__What the task requires__: Can you write out all of the material below, word for word?

__Working data__:
/---
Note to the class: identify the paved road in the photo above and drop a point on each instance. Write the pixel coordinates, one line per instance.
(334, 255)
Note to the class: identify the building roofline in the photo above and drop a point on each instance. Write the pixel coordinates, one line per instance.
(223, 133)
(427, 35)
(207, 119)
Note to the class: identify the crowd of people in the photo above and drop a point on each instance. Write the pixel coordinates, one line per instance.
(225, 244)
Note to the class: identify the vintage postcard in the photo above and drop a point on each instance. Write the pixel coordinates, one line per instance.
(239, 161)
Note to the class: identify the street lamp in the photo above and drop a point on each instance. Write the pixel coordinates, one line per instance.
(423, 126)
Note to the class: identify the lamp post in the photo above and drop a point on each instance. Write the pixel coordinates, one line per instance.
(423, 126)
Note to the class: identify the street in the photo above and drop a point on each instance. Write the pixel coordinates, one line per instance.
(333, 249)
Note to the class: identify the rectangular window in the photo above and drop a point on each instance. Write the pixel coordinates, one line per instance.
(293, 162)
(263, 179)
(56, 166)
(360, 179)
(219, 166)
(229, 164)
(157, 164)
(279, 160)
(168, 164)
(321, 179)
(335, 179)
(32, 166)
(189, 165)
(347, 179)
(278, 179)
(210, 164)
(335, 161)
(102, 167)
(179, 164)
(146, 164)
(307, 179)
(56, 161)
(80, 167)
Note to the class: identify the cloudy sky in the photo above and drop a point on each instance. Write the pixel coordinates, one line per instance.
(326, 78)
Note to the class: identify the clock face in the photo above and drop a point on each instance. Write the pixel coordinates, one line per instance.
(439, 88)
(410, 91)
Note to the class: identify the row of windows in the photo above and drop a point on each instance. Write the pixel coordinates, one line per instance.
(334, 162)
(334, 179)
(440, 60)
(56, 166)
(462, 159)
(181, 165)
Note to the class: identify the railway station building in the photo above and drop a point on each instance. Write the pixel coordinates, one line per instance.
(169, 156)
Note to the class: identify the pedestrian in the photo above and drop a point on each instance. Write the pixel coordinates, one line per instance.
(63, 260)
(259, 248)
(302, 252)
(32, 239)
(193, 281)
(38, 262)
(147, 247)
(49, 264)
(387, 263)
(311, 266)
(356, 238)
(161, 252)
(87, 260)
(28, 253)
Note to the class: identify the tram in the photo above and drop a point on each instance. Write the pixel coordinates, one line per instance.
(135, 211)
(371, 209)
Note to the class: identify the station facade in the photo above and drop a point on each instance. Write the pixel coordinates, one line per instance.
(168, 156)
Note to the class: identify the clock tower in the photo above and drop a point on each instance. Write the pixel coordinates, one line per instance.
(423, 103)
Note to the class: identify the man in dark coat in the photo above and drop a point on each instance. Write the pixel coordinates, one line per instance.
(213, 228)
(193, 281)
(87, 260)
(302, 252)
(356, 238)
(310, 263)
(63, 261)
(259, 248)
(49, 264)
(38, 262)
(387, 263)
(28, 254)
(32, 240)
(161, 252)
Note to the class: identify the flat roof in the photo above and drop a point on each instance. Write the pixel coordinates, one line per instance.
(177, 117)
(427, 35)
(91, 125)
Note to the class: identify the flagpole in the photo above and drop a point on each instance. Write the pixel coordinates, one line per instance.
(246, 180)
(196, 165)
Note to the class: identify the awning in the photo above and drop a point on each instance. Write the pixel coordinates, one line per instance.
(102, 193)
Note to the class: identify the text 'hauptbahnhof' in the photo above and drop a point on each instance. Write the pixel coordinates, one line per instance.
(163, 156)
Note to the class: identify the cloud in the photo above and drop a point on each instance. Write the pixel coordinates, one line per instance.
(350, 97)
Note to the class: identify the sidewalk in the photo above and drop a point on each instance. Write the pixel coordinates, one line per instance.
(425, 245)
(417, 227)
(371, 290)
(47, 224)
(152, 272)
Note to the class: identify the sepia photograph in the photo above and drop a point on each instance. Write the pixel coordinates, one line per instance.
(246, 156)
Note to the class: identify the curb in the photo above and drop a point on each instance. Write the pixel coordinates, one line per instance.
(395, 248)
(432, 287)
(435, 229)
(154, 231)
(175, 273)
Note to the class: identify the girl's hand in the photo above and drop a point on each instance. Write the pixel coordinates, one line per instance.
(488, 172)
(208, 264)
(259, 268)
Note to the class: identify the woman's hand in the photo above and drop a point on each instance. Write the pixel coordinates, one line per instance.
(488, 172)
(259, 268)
\---
__Reply to the task__:
Note to the class: identify the paved road in the photo above and drop a point on each instance. Write the pixel coordinates, one line per instance.
(334, 255)
Note to the class: identify the building roofline in the photo above and drop a point on each instance. Write the pixel coordinates, one line per instance.
(223, 133)
(427, 35)
(207, 119)
Note to the class: identify the crowd of people in the photo above and drop a point on each instance. Write the pixel coordinates, one line per instance.
(225, 244)
Note to the class: identify the vintage postcard in the photo above and drop a point on each instance. Write the pixel coordinates, one line per instance.
(239, 161)
Note to the class: identify the street lamp in the photo above and drop a point on each instance. Write the pixel coordinates, one line per instance.
(423, 126)
Note to the class: identify the lamp post in the photo above and drop a point on each instance. Write the pixel coordinates, one line per instance.
(423, 126)
Note to the class: identify the street in the photo above and drop a point on each instance. Write the pixel coordinates, one line per instance.
(333, 249)
Note to the class: identify the rectangular window in the photo above and drop a point on each instance. Write the pixel coordinates, one line per instance.
(293, 162)
(263, 179)
(56, 166)
(360, 179)
(219, 166)
(229, 164)
(157, 164)
(279, 160)
(168, 164)
(321, 179)
(335, 179)
(32, 166)
(189, 165)
(347, 179)
(278, 179)
(210, 164)
(335, 161)
(102, 167)
(179, 164)
(146, 164)
(307, 179)
(56, 161)
(80, 167)
Note to the class: identify the cloudy sky in the photo above and drop a point on each instance. Write the pixel coordinates, one line per instance.
(326, 78)
Note to the class: identify the clock face in the photo above and drop a point on each instance. Write the pixel coordinates, one line per instance.
(439, 88)
(410, 91)
Note to the class: identify the row of windows in the photo above and drop a point on each instance. Write the pixel coordinates, one line per instance.
(334, 162)
(334, 179)
(440, 60)
(56, 166)
(462, 159)
(181, 165)
Note to the class: identify the railway station building in the photo above and drop a point on each instance. Write the pixel coordinates, one line per instance.
(169, 156)
Note to the class: identify the pedestrian in the photo above and drop a point on each instance. Write the pixel coordinates, one line per instance.
(63, 260)
(259, 248)
(302, 252)
(32, 239)
(193, 281)
(38, 262)
(147, 247)
(49, 264)
(387, 263)
(311, 266)
(356, 238)
(161, 252)
(87, 260)
(28, 253)
Note to the class: identify the tram in the photo above and drop a point on each instance. Write the pixel coordinates, one line per instance.
(135, 211)
(371, 209)
Note to the class: identify the station facade in the photo above and drop a point on each instance. Write the pixel coordinates, one line per instance.
(168, 156)
Note to the class: identify the clock tower in the photo above and drop a point on each instance. Write the pixel coordinates, one line per instance.
(423, 103)
Note to the class: identify the man in dark coat in the photo above and drop a point on each instance. Write the pixel coordinates, one line per instance.
(213, 228)
(193, 281)
(87, 260)
(302, 252)
(356, 238)
(310, 263)
(63, 261)
(259, 248)
(49, 264)
(38, 262)
(387, 263)
(28, 254)
(32, 240)
(161, 252)
Note to the class: identify the flat roof in the photo above and drop a point on each instance. Write the pixel coordinates, one line per instance.
(177, 117)
(427, 35)
(91, 125)
Note to the class: identify the flagpole in the photo above and drop a point on each instance. Write the pixel coordinates, one line per instance.
(246, 180)
(196, 165)
Note to the class: identify the awning in the photo above and drop a point on each instance. Write the pixel coordinates, one line per instance.
(102, 193)
Note to the class: identify the text 'hauptbahnhof' in the photo above and drop a point on each instance. Write the pixel coordinates, one line per instance.
(163, 156)
Note to the class: identify the cloud in the photo above and drop a point on each instance. Write the pixel coordinates, one line per instance.
(350, 97)
Note to the class: identify the sidewalk in the photo above and drop a point on each instance. Write the pixel coordinates, one line per instance.
(425, 245)
(417, 227)
(371, 290)
(47, 224)
(152, 272)
Note to the class: identify the sepia photograph in the photo above and drop a point on each instance. Write the pixel coordinates, one line per instance.
(246, 156)
Note to the class: identify the curb in the photo above and drop a point on each instance. Write the pixel coordinates, one line per instance.
(395, 248)
(432, 287)
(435, 229)
(154, 231)
(175, 273)
Note to the class: identify the girl's hand in the photo above and drop a point on each instance. Write the pixel coordinates, one line per instance.
(488, 172)
(208, 264)
(259, 268)
Note to the class: identify the woman's hand in the photo above and drop a point on each instance. Write the pixel coordinates, one line per instance.
(488, 172)
(259, 268)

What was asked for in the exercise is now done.